Write out the lines below as a JSON list of strings, one string per line, leaving out any blank lines.
Supplied entries start
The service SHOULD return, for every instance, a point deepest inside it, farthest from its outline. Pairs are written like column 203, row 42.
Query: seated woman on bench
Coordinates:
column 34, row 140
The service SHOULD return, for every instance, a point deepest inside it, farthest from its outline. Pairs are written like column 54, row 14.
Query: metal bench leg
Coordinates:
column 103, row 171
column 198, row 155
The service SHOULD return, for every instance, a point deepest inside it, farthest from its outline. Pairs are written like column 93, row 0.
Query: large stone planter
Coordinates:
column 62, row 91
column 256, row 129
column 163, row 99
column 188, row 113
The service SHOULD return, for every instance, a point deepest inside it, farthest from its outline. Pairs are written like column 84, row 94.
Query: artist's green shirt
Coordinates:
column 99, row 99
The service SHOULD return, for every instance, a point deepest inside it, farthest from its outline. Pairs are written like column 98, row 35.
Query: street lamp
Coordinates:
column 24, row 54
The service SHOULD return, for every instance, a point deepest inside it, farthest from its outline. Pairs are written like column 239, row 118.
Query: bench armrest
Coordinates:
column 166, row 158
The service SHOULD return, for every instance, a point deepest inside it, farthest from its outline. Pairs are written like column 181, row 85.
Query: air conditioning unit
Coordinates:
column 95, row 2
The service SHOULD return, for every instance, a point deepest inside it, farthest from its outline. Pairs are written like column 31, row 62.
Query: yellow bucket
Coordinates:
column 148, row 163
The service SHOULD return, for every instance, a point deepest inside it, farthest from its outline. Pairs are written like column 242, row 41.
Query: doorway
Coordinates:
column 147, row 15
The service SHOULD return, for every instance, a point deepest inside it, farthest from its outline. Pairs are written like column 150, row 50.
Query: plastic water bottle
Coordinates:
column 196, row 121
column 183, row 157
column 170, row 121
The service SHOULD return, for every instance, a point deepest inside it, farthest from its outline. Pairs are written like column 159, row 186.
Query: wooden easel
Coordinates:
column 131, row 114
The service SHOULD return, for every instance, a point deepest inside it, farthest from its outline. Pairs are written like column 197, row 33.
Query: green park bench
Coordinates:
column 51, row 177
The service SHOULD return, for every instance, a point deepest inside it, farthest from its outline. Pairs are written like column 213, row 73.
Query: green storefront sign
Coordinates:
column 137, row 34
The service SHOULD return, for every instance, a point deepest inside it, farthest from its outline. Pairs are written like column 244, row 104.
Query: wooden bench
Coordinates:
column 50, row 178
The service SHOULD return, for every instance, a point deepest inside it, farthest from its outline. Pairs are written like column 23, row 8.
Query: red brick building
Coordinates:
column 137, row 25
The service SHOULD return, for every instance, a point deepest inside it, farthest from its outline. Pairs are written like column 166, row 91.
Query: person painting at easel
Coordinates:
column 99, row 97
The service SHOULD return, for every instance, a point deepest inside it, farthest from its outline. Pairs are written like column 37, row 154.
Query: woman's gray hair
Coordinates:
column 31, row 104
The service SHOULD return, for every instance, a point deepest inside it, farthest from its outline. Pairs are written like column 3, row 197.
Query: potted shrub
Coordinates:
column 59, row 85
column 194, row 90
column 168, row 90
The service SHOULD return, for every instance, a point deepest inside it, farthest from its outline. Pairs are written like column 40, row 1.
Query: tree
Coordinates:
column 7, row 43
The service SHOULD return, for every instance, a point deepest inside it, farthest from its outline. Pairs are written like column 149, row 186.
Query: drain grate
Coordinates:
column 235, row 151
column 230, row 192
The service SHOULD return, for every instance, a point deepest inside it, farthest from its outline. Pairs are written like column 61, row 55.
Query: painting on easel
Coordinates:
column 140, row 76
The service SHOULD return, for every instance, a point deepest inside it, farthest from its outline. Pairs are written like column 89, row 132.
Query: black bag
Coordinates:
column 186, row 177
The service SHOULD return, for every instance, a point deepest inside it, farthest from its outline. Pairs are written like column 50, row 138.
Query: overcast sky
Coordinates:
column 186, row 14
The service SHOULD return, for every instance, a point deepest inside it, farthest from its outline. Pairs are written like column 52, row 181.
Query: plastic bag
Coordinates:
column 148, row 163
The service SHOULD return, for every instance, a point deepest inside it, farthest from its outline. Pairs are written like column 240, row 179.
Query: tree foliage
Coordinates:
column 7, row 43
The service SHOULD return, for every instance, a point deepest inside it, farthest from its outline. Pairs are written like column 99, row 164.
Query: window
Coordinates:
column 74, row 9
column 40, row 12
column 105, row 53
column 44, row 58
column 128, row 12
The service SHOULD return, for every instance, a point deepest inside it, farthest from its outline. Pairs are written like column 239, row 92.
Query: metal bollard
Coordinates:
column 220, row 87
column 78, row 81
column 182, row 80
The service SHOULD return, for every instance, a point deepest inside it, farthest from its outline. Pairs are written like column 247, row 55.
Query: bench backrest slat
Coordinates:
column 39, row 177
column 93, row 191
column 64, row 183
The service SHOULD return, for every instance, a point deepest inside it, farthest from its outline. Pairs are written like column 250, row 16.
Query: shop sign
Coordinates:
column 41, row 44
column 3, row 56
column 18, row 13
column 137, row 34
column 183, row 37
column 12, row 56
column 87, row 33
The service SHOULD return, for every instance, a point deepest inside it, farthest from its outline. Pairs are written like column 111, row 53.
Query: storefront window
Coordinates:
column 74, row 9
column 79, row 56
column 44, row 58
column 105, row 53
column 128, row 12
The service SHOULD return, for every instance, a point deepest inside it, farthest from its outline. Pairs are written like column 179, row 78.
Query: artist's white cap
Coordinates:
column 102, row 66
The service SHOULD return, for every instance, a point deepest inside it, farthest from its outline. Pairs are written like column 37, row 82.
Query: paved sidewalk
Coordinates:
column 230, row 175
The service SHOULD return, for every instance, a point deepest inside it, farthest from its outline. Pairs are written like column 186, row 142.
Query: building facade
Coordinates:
Supplied entries end
- _Exercise output_:
[
  "The service SHOULD return, for every instance, a point deepest inside it, farthest from its outline. Pairs are written like column 203, row 42.",
  "Query: seated woman on bench",
  "Coordinates:",
  "column 34, row 140",
  "The service SHOULD return, for every instance, a point deepest inside it, farthest from its outline. Pairs are written like column 54, row 14.",
  "Query: metal bench leg",
  "Coordinates:",
  "column 103, row 171",
  "column 198, row 155",
  "The service SHOULD return, for every instance, a point deepest inside it, farthest from its outline. Pairs are written like column 93, row 0.",
  "Query: large stone planter",
  "Coordinates:",
  "column 62, row 91",
  "column 256, row 129",
  "column 163, row 99",
  "column 188, row 113",
  "The service SHOULD return, for every instance, a point deepest inside it, farthest from its outline. Pairs are written like column 84, row 94.",
  "Query: artist's green shirt",
  "Coordinates:",
  "column 99, row 99",
  "The service SHOULD return, for every instance, a point deepest inside it, farthest from its outline. Pairs are written like column 98, row 35.",
  "Query: street lamp",
  "Coordinates:",
  "column 24, row 54",
  "The service SHOULD return, for every instance, a point deepest inside it, farthest from its outline. Pairs are written like column 239, row 118.",
  "Query: bench armrest",
  "Coordinates:",
  "column 166, row 158",
  "The service SHOULD return, for every instance, a point deepest inside it, farthest from its outline. Pairs are written like column 181, row 85.",
  "Query: air conditioning unit",
  "Coordinates:",
  "column 95, row 2",
  "The service SHOULD return, for every instance, a point deepest inside it, farthest from its outline. Pairs are written like column 31, row 62.",
  "Query: yellow bucket",
  "Coordinates:",
  "column 148, row 163",
  "The service SHOULD return, for every instance, a point deepest inside it, farthest from its outline. Pairs are written like column 242, row 41.",
  "Query: doorway",
  "Coordinates:",
  "column 147, row 15",
  "The service SHOULD return, for every instance, a point deepest inside it, farthest from its outline. Pairs are written like column 150, row 50.",
  "Query: plastic water bottle",
  "Coordinates:",
  "column 196, row 121",
  "column 183, row 157",
  "column 170, row 121",
  "The service SHOULD return, for every instance, a point deepest inside it, farthest from its outline. Pairs are written like column 159, row 186.",
  "Query: wooden easel",
  "Coordinates:",
  "column 131, row 114",
  "The service SHOULD return, for every instance, a point deepest inside it, farthest from its outline. Pairs are written like column 197, row 33.",
  "Query: green park bench",
  "Coordinates:",
  "column 51, row 177",
  "The service SHOULD return, for every instance, a point deepest inside it, farthest from its outline. Pairs are written like column 213, row 73.",
  "Query: green storefront sign",
  "Coordinates:",
  "column 137, row 34",
  "The service SHOULD return, for every instance, a point deepest inside it, farthest from its outline. Pairs are written like column 244, row 104.",
  "Query: wooden bench",
  "Coordinates:",
  "column 50, row 178",
  "The service SHOULD return, for every instance, a point deepest inside it, farthest from its outline. Pairs are written like column 23, row 8.",
  "Query: red brick building",
  "Coordinates:",
  "column 137, row 25",
  "The service SHOULD return, for every instance, a point deepest inside it, farthest from its outline. Pairs are written like column 166, row 91.",
  "Query: person painting at easel",
  "Coordinates:",
  "column 99, row 97",
  "The service SHOULD return, for every instance, a point deepest inside it, farthest from its outline. Pairs are written like column 37, row 154.",
  "Query: woman's gray hair",
  "Coordinates:",
  "column 31, row 104",
  "The service SHOULD return, for every instance, a point deepest inside it, farthest from its outline. Pairs are written like column 3, row 197.",
  "Query: potted shrub",
  "Coordinates:",
  "column 59, row 85",
  "column 194, row 90",
  "column 168, row 90",
  "The service SHOULD return, for every instance, a point deepest inside it, farthest from its outline. Pairs are written like column 40, row 1.",
  "Query: tree",
  "Coordinates:",
  "column 7, row 43",
  "The service SHOULD return, for every instance, a point deepest inside it, farthest from its outline. Pairs are written like column 149, row 186.",
  "Query: drain grate",
  "Coordinates:",
  "column 235, row 151",
  "column 230, row 192",
  "The service SHOULD return, for every instance, a point deepest inside it, farthest from its outline. Pairs are written like column 61, row 55.",
  "Query: painting on easel",
  "Coordinates:",
  "column 140, row 76",
  "The service SHOULD return, for every instance, a point deepest inside it, farthest from its outline. Pairs are written like column 89, row 132.",
  "Query: black bag",
  "Coordinates:",
  "column 186, row 177",
  "The service SHOULD return, for every instance, a point deepest inside it, farthest from its outline. Pairs are written like column 50, row 138.",
  "Query: overcast sky",
  "Coordinates:",
  "column 186, row 14",
  "The service SHOULD return, for every instance, a point deepest inside it, farthest from its outline. Pairs are written like column 52, row 181.",
  "Query: plastic bag",
  "Coordinates:",
  "column 148, row 163",
  "The service SHOULD return, for every instance, a point deepest inside it, farthest from its outline. Pairs are written like column 240, row 179.",
  "Query: tree foliage",
  "Coordinates:",
  "column 7, row 43",
  "The service SHOULD return, for every instance, a point deepest inside it, farthest from its outline. Pairs are written like column 99, row 164.",
  "Query: window",
  "Coordinates:",
  "column 74, row 9",
  "column 40, row 12",
  "column 105, row 53",
  "column 44, row 58",
  "column 128, row 12",
  "The service SHOULD return, for every instance, a point deepest inside it, farthest from its outline. Pairs are written like column 239, row 92.",
  "Query: metal bollard",
  "Coordinates:",
  "column 220, row 87",
  "column 78, row 81",
  "column 182, row 80",
  "The service SHOULD return, for every instance, a point deepest inside it, farthest from its outline. Pairs are written like column 247, row 55.",
  "Query: bench backrest slat",
  "Coordinates:",
  "column 39, row 177",
  "column 93, row 191",
  "column 64, row 183",
  "The service SHOULD return, for every instance, a point deepest inside it, farthest from its outline. Pairs are written like column 250, row 16.",
  "Query: shop sign",
  "Coordinates:",
  "column 41, row 44",
  "column 3, row 56",
  "column 18, row 13",
  "column 137, row 34",
  "column 183, row 37",
  "column 12, row 56",
  "column 87, row 33",
  "The service SHOULD return, for every instance, a point deepest inside it, farthest from its outline. Pairs are written like column 111, row 53.",
  "Query: storefront window",
  "Coordinates:",
  "column 74, row 9",
  "column 79, row 56",
  "column 44, row 58",
  "column 105, row 53",
  "column 128, row 12",
  "The service SHOULD return, for every instance, a point deepest inside it, farthest from its outline. Pairs are written like column 179, row 78.",
  "Query: artist's white cap",
  "Coordinates:",
  "column 102, row 66",
  "The service SHOULD return, for every instance, a point deepest inside it, farthest from its outline. Pairs are written like column 37, row 82.",
  "Query: paved sidewalk",
  "Coordinates:",
  "column 230, row 175",
  "The service SHOULD return, for every instance, a point deepest inside it, farthest from its outline. Pairs are written like column 186, row 142.",
  "Query: building facade",
  "Coordinates:"
]